From the article below about ACC's battery factory loan, list every company it names.

*** DOCUMENT SEGMENT ***

Automotive Cells Company (ACC) has obtained a loan of 4.4 billion euros to bolster the construction of three gigafactories for lithium-ion battery cell production across Europe, along with investments in research and development. Shareholders Stellantis, Total, and Mercedes-Benz will also inject additional capital, leading to a shift in ownership structure.
According to ACC, the secured €4.4 billion loan represents one of Europe's largest-ever debt raisings in the industry, aimed at developing four production blocks in addition to the existing facility in Billy-Berclau/Douvrin, France. The company plans to establish a second block in Douvrin, and further blocks in Kaiserslautern, Germany, and Termoli, Italy.
By 2030, ACC aims for total battery cell capacities of at least 120 GWh, with the Termoli plant alone projected to reach a capacity of 40 GWh. The expansion efforts will see the French and German sites upgraded to 40 GWh each, in addition to the current production capacity of over 13 GWh per year in Douvrin.
The debt package, fully underwritten by a consortium of commercial banks and supported by governmental entities, will contribute to financing these capacities. Stellantis, Mercedes-Benz, and Total subsidiary Saft have also participated in a capital increase, leading to changes in ownership structure.

*** End of DOCUMENT SEGMENT ***
*** MATERIAL SUPPLIED ***

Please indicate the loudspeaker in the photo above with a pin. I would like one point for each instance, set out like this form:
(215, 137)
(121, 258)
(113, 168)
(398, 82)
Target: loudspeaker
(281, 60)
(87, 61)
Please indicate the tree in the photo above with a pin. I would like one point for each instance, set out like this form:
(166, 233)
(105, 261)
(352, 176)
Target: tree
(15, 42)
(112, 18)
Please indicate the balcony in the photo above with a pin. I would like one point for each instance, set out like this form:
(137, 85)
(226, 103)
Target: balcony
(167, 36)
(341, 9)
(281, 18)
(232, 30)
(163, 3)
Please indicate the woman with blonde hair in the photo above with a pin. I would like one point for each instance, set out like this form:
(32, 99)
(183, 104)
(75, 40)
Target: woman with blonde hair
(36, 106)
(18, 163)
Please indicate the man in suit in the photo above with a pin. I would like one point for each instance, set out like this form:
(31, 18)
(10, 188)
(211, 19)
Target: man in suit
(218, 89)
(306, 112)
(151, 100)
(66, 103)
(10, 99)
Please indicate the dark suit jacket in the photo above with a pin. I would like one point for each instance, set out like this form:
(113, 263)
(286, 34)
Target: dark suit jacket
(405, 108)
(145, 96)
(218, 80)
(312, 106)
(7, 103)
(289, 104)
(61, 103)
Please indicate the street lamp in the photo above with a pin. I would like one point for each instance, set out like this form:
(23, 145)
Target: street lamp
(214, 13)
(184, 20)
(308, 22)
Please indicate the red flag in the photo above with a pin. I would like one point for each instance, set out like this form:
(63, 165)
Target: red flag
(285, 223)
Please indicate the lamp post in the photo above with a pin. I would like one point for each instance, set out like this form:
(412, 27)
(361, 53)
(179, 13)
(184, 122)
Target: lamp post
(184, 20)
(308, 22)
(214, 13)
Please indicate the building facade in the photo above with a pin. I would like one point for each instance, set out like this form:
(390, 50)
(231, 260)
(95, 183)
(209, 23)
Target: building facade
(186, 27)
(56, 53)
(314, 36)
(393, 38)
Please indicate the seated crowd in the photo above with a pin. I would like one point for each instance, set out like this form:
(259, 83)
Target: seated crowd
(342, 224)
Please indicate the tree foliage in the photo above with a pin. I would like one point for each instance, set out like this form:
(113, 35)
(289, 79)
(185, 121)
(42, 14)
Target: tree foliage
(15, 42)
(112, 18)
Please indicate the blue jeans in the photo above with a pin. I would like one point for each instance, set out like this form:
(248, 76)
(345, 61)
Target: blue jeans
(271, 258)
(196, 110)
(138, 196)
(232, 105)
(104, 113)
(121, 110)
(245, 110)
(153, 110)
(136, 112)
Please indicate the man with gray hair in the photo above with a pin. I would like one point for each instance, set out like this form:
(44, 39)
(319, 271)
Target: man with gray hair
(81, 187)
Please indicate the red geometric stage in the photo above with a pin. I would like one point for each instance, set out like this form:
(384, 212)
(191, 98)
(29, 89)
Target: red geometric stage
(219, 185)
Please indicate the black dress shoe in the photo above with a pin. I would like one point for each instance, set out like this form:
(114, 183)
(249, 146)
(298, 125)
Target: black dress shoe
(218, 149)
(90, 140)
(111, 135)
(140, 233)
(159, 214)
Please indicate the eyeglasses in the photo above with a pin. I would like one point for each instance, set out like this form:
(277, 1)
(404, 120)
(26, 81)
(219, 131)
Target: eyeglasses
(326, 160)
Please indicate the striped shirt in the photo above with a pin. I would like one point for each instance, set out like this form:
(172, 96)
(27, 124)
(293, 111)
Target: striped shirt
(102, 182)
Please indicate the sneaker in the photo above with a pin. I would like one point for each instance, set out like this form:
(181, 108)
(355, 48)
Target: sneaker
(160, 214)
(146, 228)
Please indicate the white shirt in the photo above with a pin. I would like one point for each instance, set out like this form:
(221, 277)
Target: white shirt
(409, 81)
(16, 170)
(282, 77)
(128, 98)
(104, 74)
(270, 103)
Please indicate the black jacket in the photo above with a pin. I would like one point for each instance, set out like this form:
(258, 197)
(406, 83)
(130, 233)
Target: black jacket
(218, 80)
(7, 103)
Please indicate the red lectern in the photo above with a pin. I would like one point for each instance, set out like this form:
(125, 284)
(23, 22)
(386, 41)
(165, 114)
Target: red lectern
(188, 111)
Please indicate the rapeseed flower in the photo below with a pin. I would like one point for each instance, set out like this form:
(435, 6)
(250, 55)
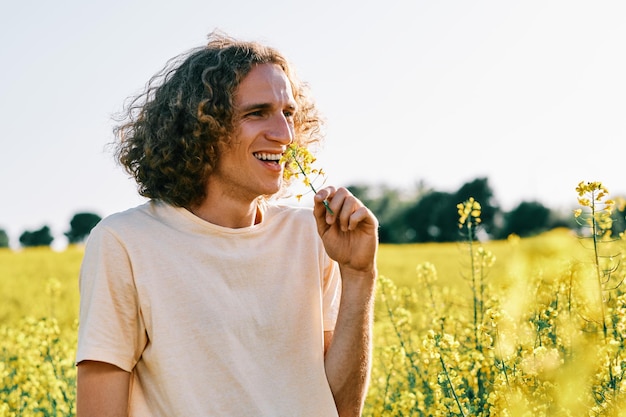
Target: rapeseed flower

*** End of MATERIAL SUPPLIED ***

- _RESPONSE_:
Automotive Cells Company (ACC), Stellantis, Total, Mercedes-Benz, Saft